== Supplied records ==
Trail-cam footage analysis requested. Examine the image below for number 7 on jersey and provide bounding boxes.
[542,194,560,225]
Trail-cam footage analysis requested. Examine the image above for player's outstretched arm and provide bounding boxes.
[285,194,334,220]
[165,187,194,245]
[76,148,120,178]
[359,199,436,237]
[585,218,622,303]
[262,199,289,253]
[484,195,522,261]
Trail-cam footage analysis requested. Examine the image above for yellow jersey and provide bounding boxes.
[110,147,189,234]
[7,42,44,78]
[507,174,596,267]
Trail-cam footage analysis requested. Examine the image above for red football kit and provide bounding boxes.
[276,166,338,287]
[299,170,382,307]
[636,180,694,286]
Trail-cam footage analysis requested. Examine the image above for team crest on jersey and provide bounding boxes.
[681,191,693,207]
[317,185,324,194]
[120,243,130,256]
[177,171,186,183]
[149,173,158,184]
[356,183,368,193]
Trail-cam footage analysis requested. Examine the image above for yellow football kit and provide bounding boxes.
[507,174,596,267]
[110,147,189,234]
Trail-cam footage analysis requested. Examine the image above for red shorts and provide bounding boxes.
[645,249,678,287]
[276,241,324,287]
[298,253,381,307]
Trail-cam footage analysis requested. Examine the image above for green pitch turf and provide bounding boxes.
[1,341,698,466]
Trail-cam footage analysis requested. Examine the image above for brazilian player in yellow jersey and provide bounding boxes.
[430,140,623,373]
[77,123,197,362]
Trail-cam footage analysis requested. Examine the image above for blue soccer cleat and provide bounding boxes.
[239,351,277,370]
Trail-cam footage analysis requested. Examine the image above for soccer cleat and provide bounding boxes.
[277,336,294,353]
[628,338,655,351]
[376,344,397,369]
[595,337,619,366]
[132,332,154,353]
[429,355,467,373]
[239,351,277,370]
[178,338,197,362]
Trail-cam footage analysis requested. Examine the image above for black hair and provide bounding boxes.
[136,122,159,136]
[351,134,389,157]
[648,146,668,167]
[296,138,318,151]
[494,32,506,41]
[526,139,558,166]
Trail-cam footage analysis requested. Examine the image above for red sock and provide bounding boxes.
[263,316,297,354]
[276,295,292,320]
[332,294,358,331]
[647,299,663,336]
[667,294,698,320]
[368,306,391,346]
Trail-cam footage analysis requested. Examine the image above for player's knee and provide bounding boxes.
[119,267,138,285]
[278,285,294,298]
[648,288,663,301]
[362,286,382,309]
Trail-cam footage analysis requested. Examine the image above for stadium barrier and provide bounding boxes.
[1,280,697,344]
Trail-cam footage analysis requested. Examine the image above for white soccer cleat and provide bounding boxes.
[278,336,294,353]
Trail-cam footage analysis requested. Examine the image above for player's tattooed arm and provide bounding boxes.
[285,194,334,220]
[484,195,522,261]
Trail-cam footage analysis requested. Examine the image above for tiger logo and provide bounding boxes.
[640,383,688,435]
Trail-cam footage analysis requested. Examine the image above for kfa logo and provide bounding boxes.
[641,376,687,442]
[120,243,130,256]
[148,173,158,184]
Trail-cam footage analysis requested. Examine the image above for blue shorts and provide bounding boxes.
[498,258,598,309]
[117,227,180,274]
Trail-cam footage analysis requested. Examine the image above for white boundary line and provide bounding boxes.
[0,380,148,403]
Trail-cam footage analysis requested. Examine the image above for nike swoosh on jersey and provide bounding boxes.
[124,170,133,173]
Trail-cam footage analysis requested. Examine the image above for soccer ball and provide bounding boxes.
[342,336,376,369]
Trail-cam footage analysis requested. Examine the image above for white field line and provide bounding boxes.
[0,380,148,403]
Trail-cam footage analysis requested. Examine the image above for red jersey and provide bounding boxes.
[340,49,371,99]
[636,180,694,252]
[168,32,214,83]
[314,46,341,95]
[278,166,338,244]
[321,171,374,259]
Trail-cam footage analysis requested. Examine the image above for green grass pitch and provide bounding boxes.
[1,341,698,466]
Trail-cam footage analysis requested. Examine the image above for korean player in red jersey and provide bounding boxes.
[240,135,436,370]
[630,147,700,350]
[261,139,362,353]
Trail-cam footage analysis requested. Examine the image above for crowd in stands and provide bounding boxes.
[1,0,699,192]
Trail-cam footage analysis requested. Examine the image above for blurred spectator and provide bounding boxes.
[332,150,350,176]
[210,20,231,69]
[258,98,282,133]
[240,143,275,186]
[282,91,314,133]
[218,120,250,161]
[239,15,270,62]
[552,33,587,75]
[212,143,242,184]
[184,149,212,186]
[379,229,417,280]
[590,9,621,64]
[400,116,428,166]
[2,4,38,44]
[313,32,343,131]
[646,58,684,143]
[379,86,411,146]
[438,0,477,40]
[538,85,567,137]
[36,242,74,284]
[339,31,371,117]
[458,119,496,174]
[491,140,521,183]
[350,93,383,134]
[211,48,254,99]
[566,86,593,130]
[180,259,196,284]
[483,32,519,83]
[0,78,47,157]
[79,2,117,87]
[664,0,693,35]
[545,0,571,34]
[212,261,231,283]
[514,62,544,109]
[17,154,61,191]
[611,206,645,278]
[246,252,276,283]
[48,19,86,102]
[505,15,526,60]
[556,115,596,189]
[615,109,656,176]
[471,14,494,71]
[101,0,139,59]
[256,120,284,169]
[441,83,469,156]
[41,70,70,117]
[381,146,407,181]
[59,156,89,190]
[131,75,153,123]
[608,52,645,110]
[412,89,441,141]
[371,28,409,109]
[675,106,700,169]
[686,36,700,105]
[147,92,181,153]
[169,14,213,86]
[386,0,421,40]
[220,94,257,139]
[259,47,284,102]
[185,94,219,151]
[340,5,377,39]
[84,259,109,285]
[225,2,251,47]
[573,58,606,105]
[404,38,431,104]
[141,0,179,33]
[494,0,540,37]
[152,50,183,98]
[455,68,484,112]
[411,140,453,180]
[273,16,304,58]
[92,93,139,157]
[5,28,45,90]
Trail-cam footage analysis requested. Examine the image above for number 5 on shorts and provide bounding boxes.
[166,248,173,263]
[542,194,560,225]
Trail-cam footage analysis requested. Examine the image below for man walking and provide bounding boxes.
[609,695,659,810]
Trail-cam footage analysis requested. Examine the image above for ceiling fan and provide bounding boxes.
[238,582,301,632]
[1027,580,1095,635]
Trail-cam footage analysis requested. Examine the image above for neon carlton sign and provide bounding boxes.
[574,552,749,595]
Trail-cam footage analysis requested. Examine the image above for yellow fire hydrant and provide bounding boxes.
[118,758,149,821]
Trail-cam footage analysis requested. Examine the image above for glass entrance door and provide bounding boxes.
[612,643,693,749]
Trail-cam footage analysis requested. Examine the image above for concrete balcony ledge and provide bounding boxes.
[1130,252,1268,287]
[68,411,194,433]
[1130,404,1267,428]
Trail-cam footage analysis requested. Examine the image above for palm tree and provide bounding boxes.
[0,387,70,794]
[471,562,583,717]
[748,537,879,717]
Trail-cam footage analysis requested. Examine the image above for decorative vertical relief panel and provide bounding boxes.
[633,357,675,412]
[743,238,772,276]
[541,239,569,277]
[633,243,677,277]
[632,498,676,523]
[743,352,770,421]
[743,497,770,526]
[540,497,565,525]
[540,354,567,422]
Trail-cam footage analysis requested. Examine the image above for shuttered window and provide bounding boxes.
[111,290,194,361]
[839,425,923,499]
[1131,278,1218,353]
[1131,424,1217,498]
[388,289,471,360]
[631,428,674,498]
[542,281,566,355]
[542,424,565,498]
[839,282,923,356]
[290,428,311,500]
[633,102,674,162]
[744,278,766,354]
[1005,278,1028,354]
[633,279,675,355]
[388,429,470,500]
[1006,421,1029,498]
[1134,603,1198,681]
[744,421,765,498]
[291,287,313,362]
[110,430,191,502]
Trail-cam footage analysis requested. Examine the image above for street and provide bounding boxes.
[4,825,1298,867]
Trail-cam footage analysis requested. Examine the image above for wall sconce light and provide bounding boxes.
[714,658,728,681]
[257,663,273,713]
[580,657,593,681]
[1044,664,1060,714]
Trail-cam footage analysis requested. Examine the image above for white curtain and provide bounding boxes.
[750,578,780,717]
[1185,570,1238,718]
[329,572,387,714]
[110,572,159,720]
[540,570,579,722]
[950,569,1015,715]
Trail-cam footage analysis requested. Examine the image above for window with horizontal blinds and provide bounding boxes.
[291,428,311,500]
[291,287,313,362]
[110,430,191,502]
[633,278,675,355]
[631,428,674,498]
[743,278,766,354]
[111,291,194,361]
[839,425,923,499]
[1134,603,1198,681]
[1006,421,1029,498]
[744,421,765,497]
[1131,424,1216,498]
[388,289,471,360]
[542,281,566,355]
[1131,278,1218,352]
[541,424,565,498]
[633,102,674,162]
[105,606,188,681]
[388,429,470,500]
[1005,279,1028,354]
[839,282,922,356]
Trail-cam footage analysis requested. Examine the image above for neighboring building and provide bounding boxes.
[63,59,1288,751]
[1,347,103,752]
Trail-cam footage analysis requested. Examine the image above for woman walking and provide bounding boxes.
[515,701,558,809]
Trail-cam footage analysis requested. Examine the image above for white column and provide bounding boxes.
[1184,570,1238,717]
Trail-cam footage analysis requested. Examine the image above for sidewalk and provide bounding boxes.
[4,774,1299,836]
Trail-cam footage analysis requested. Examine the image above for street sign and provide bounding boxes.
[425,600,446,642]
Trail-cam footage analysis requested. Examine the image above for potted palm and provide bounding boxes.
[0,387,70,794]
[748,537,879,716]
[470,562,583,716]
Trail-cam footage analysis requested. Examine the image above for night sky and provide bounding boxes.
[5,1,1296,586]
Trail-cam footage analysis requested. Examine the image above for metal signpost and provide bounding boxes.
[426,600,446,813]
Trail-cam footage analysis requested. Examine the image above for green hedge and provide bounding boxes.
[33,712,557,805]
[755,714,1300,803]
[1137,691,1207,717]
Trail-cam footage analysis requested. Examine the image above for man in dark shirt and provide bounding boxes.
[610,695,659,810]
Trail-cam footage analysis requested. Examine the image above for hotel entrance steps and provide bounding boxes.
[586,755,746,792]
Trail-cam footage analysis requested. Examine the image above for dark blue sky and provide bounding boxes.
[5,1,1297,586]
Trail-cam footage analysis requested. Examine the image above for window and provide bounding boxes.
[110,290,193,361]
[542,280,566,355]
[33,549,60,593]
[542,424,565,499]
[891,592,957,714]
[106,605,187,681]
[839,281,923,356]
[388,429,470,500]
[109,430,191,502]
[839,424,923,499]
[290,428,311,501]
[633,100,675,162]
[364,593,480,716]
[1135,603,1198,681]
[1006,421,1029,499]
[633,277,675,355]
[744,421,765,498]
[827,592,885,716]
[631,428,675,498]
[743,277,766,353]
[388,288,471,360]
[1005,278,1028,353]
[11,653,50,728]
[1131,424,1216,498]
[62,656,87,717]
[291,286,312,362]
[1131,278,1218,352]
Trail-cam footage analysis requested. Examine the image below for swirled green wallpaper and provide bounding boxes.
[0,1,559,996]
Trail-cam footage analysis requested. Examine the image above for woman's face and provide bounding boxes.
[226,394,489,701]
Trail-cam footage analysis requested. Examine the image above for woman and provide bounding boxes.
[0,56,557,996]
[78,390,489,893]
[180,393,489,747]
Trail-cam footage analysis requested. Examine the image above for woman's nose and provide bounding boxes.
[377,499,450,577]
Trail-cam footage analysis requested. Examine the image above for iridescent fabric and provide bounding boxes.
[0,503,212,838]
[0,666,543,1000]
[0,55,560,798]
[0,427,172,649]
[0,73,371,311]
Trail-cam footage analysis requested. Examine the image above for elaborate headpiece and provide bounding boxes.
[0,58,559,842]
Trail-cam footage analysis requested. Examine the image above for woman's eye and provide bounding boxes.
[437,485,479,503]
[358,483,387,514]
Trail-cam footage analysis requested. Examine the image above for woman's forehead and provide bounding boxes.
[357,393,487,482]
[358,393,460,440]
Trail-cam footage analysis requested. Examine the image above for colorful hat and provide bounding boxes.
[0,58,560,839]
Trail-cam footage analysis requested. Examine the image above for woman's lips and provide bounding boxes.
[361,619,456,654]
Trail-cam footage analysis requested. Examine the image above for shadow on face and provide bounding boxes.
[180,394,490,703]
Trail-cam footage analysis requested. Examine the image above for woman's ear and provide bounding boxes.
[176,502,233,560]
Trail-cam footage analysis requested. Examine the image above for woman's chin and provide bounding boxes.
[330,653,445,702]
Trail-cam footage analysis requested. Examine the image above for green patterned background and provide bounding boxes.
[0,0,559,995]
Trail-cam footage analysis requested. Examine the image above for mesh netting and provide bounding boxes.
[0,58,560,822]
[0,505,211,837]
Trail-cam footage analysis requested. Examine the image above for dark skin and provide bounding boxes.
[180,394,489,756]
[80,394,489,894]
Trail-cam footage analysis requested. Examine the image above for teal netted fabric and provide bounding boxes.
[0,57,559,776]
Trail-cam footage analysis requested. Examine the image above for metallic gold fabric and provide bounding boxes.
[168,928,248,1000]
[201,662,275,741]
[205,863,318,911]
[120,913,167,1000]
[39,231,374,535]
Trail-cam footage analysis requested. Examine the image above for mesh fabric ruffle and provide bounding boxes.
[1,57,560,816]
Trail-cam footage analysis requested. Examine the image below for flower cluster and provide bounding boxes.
===
Write out exactly the lines of the entries above that run from the line containing "chin and provide bounding boxes." through the last line, including both.

◆ **Your response**:
Trail-cam footage analysis requested. Examine the image above for woman's chin and provide bounding boxes.
[330,653,445,702]
Trail-cam footage analysis requested. Examine the image above for green patterned background and provide bounding boxes.
[0,0,559,995]
Trail-cam footage analysis requested. Examine the image above for mesh netting and provide bounding boxes.
[0,58,560,822]
[0,505,211,837]
Trail-cam footage analysis requested. Examine the image above for dark skin and provide bounding boxes.
[180,394,489,756]
[80,394,489,894]
Trail-cam footage analysis requested. Examine the image above for teal netted fabric and provide bounding boxes.
[0,57,559,776]
Trail-cam footage analysis requested. Examine the image above for metallic gold fabric and provide bounding boxes.
[168,928,248,1000]
[201,662,275,741]
[205,863,318,911]
[120,913,167,1000]
[39,231,374,535]
Trail-cam footage analysis requested. Examine the image above for mesh fabric ruffle and provide bounding boxes.
[1,57,560,816]
Trail-cam footage analysis requested. Examine the image below for flower cluster and provide bounding boxes.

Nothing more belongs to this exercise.